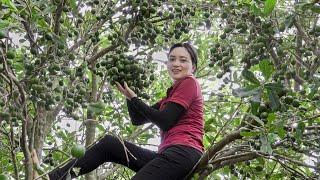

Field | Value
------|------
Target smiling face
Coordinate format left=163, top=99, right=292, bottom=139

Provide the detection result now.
left=167, top=47, right=194, bottom=81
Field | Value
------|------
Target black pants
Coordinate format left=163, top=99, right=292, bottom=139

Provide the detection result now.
left=49, top=135, right=201, bottom=180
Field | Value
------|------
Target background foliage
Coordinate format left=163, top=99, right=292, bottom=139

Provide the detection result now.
left=0, top=0, right=320, bottom=179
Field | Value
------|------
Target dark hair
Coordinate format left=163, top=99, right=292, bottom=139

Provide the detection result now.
left=169, top=43, right=198, bottom=71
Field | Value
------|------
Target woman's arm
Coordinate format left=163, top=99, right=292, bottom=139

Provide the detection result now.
left=127, top=99, right=160, bottom=125
left=130, top=97, right=185, bottom=131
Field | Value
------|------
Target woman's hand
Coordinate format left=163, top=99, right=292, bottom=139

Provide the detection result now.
left=116, top=82, right=137, bottom=100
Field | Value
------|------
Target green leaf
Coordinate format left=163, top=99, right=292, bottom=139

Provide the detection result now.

### What you have to do
Please rewrite the data from its start through the line with "left=0, top=0, right=320, bottom=179", both ends included, changing "Coordinate format" to "Box format" and keeping everything else the same. Leave the pictures out of your answer.

### Final result
Field | Value
------|------
Target smiling face
Box format left=163, top=99, right=292, bottom=139

Provide the detection result now.
left=167, top=47, right=194, bottom=81
Field | Value
------|------
Target black pants
Box format left=163, top=99, right=292, bottom=139

Provide the detection result now.
left=49, top=135, right=201, bottom=180
Field | Value
------|------
Target background foliage
Box format left=163, top=99, right=292, bottom=139

Provide the detection result now.
left=0, top=0, right=320, bottom=179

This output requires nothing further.